Every record must be repeated exactly; omit any pictures they contain.

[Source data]

______________________________

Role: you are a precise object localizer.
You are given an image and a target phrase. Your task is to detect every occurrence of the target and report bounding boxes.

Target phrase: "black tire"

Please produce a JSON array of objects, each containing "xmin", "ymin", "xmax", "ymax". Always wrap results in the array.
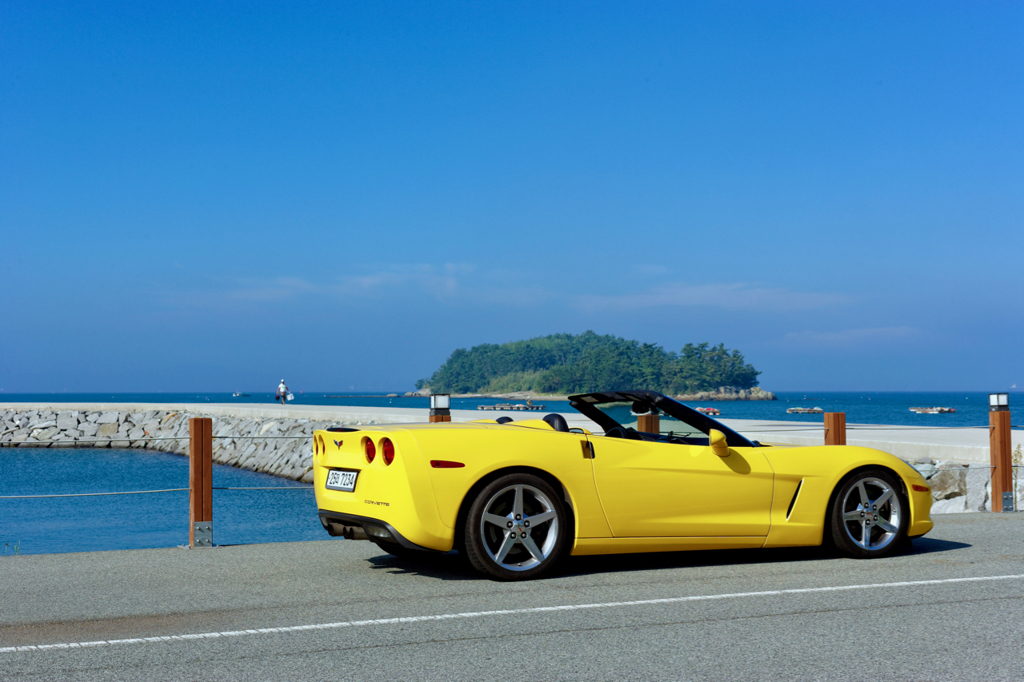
[
  {"xmin": 830, "ymin": 468, "xmax": 908, "ymax": 559},
  {"xmin": 463, "ymin": 473, "xmax": 568, "ymax": 581}
]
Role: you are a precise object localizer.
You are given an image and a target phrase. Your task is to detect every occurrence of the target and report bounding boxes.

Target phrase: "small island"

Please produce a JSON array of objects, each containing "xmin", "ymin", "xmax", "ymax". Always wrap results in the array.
[{"xmin": 415, "ymin": 331, "xmax": 775, "ymax": 401}]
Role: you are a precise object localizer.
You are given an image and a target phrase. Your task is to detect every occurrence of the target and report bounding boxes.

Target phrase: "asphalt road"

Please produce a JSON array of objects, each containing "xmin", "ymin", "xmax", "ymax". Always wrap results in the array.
[{"xmin": 2, "ymin": 513, "xmax": 1023, "ymax": 681}]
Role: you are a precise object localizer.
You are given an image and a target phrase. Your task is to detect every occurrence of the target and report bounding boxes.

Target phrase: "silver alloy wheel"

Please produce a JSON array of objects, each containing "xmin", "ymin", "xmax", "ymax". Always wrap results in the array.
[
  {"xmin": 479, "ymin": 483, "xmax": 560, "ymax": 572},
  {"xmin": 839, "ymin": 476, "xmax": 902, "ymax": 551}
]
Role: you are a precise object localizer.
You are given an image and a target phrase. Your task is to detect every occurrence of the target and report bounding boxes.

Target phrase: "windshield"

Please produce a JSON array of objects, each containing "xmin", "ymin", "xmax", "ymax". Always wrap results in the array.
[{"xmin": 568, "ymin": 390, "xmax": 755, "ymax": 448}]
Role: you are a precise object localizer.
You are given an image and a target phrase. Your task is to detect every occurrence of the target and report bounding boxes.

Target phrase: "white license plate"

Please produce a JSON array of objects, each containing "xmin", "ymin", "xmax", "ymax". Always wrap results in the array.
[{"xmin": 325, "ymin": 469, "xmax": 358, "ymax": 492}]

______________________________

▶ _TASK RESULT_:
Role: you are a precise object localizer.
You are given an image and a target phrase. Your task is to detect every occurrence of the target and report bounding boxes.

Target phrase: "black tire"

Please produce a JSON array of objects, each containing "xmin", "ymin", "xmax", "ymax". Always wrap results in the array.
[
  {"xmin": 830, "ymin": 468, "xmax": 908, "ymax": 559},
  {"xmin": 463, "ymin": 473, "xmax": 568, "ymax": 581}
]
Role: you are a precise object localizer.
You are given an image and a target phrase. Your task is to detect every occurrence of the target and report bounding boxes.

Target phrase: "small island"

Please produce a JSON array of objects, each containing "xmin", "ymin", "xmax", "ymax". Always wrap results in the array.
[{"xmin": 415, "ymin": 331, "xmax": 775, "ymax": 401}]
Role: you are a precise object localizer.
You are given an image and a target phrase. Your task is to detect every occurrence of the target and report bounding boxes.

Target phrase: "asphalt road"

Please produce a JSON array of objects, each containing "xmin", "ymin", "xmax", "ymax". Always wrap results in the array.
[{"xmin": 2, "ymin": 513, "xmax": 1023, "ymax": 681}]
Role: you are a precise object localizer.
You are given an image and a target phrase. Your task is to detect every occurrence of the target and report bounding boxes.

Target phrase: "silver alloy wheel"

Please produce a JSON array of objects, each containing "xmin", "ymin", "xmax", "ymax". Always wrap results in the array.
[
  {"xmin": 479, "ymin": 483, "xmax": 560, "ymax": 572},
  {"xmin": 839, "ymin": 476, "xmax": 902, "ymax": 551}
]
Role: you are a precise object localizer.
You are given an image and a target phrase. Your task is to detect every occurrence of the target and report bounding boxes.

Target phrase: "windshield"

Please produce a JSON array of objects, each containing "xmin", "ymin", "xmax", "ymax". Always wrap results in the array.
[{"xmin": 568, "ymin": 390, "xmax": 755, "ymax": 448}]
Role: you are a precise object localizer.
You are given an image and a target phrase. Your task is to detect every occurrence of the target and report bounding boxes.

Target phrase: "white license plate"

Please produce a JSON array of objects, each containing "xmin", "ymin", "xmax", "ymax". Always wrap results in the array.
[{"xmin": 325, "ymin": 469, "xmax": 358, "ymax": 492}]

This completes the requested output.